WORK TO COMPLETE: Please say whether each statement below agrees with the email, answering yes or no and quoting the deciding words from it. 1. The email was copied to the www-voice list. 2. The email says a user has clear guidance on what to expect. 3. The email says how a French word in English text sounds will depend on the synthesizer vendor.

PASSAGE PROVIDED:
+-------+
RE: interpretation please, ssml from David.Pawson@rnib.org.uk on 2004-08-02 (www-voice@w3.org from July to September 2004)

From: <David.Pawson@rnib.org.uk>
Date: Mon, 2 Aug 2004 08:13:24 +0100
To: lordpixel@mac.com
Cc: www-voice@w3.org
Message-ID: <9B66BBD37D5DD411B8CE00508B69700F06FFE11E@pborolocal.rnib.org.uk>
 

    -----Original Message-----
    From: Andrew Thompson
    > Summary?
    >   No, don't expect good pronunciation for 'non-normal'
    > words such as caf&eacute; ?
    >
    > That seems to be the case, but I can't find it in the WD.
    
    It wouldn't really be practical to have requirements on 
    what a French word in the middle of otherwise English text 
    would sound like (to use your café example) because it'll 
    be synthesizer vendor specific.

And it doesn't say that either? I.e. a user (nor an implementor)
has no guidance on what to expect.
+-------+
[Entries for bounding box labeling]
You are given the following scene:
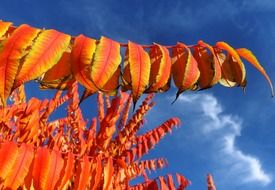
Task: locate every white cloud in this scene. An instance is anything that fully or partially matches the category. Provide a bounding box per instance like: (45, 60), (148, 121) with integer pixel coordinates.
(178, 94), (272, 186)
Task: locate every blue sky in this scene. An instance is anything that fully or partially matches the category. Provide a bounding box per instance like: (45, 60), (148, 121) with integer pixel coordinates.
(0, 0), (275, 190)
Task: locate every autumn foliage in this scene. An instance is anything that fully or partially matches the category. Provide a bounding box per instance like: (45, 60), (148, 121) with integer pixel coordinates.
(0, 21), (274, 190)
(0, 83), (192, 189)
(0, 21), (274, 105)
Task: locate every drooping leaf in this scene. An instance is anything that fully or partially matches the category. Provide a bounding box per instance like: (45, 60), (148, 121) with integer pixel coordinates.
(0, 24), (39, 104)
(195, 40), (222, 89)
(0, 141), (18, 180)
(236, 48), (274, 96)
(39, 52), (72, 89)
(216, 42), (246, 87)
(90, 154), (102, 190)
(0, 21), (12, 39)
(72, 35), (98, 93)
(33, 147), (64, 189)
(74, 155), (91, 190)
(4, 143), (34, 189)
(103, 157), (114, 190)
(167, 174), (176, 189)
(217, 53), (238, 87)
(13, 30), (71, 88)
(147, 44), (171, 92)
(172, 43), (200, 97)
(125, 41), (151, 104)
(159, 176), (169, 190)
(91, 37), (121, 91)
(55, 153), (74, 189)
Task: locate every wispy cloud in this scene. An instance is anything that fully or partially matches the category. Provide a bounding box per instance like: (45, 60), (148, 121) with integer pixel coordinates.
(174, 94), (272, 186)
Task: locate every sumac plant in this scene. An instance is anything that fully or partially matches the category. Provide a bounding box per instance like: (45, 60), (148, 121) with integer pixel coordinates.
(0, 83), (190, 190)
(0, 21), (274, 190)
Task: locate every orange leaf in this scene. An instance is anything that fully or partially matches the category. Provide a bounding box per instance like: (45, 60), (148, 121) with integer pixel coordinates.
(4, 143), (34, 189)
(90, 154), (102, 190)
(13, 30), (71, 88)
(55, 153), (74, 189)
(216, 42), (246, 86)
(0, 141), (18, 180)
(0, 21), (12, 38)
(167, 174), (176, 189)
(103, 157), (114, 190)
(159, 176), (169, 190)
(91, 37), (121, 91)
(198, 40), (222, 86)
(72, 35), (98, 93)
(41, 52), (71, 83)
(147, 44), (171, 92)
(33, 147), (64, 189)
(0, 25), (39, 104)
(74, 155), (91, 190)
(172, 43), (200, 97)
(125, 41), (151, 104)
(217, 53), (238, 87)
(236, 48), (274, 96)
+-------+
PROBLEM SOLUTION:
1. Yes: "Cc: www-voice@w3.org"
2. No: "a user (nor an implementor) has no guidance on what to expect."
3. Yes: "because it'll be synthesizer vendor specific."